TASK TO COMPLETE –
Reproduce all of the records word for word, omitting the pictures.

(DATA TO PROCESS Opens)

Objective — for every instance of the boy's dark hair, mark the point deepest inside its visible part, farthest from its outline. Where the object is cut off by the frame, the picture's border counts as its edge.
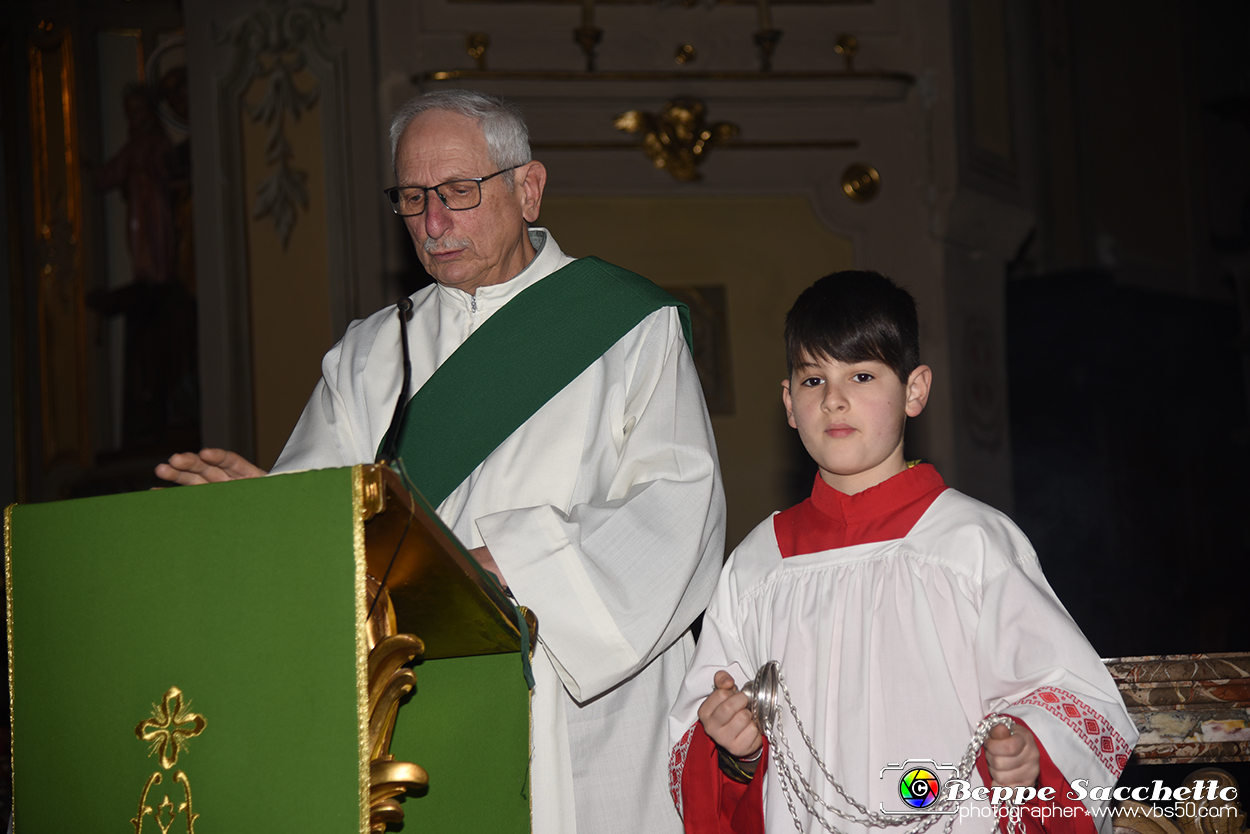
(854, 316)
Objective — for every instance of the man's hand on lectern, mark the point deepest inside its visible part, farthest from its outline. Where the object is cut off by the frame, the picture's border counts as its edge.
(209, 467)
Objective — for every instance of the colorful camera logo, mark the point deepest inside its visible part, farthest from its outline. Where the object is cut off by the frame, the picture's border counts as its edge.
(919, 788)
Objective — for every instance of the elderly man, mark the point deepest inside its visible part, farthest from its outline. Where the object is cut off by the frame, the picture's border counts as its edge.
(600, 507)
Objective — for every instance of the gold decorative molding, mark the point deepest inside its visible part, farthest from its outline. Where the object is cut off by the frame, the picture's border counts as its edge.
(389, 680)
(58, 230)
(679, 138)
(870, 85)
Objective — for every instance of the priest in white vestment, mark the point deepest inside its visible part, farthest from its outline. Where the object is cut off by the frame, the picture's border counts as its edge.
(603, 513)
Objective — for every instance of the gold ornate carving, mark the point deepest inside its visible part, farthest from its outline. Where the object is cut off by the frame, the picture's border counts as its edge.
(679, 138)
(374, 499)
(860, 181)
(389, 680)
(166, 732)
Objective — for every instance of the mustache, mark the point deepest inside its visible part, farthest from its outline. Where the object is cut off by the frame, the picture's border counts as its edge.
(444, 244)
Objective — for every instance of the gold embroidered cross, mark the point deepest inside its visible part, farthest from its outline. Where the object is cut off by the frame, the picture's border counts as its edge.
(165, 730)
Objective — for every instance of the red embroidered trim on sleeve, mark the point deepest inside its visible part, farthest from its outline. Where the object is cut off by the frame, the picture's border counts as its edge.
(678, 764)
(1086, 723)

(DATA TO PROCESS Closes)

YOUR RESPONSE –
Objective — for every instance of the boy's dark hair, mark the point deepest inside its visible part, farthest from its outline. Where the object is cut off by the frame, the picture's border counts as its edge.
(854, 316)
Objective — for every instance of the man's hand on lectern, mark the point deepest inside its visible part, farthest from its outline. Where the object is cut off by the frame, the picture's border counts as its edge.
(209, 467)
Objective — for every instance of the colorful camera logo, mark the point deepest inside its visible part, farthest from its outline. Where the object is cut off by the frame, the picture's border counts as its edge.
(919, 788)
Objective — for every instance of the elderly man, mark the point deepest inside its visible part, farthest from its outline. Where the object is cut off by the frame, the picture's border counts as its edge.
(600, 507)
Objective — for every instance of the gold decorative molding, mark the point deepest inside its visible part, farthest from its outline. Where the object is cut off by the frame, the picture's border counts as its edge.
(389, 680)
(58, 230)
(679, 138)
(870, 85)
Objective — for every instance of the priest in white vestment, mark the point deepest inside its visible part, farthest from its outline. Where the object is cut off by the frame, the picture's border counts as its edge.
(603, 513)
Objective — for every instance of the gold ornate carving, mark the point deepest inside its visible part, farthest from its outline. Where the object is cut off by the frame, the picture's border counts as its edge.
(679, 138)
(374, 499)
(860, 181)
(389, 680)
(166, 732)
Objective — for every instance of the mustache, mark the point deepest inside its visible part, farthest from its outline. Where the object is cut off by the frame, the picture's border counts as its edge.
(444, 244)
Objective — for every instance of the gold embroidered cross, mark the point deepest inside its visible part, farthest from its outline. Where the object is cut off by the frame, the picture's border counts as its edge.
(165, 730)
Objective — for every instance of the red embroidered trim on sleeve, mark the point deepest inside its visible part, farthest from its outline. Where the object is cut off by the frame, the picture's border counts as its edge.
(678, 764)
(1086, 723)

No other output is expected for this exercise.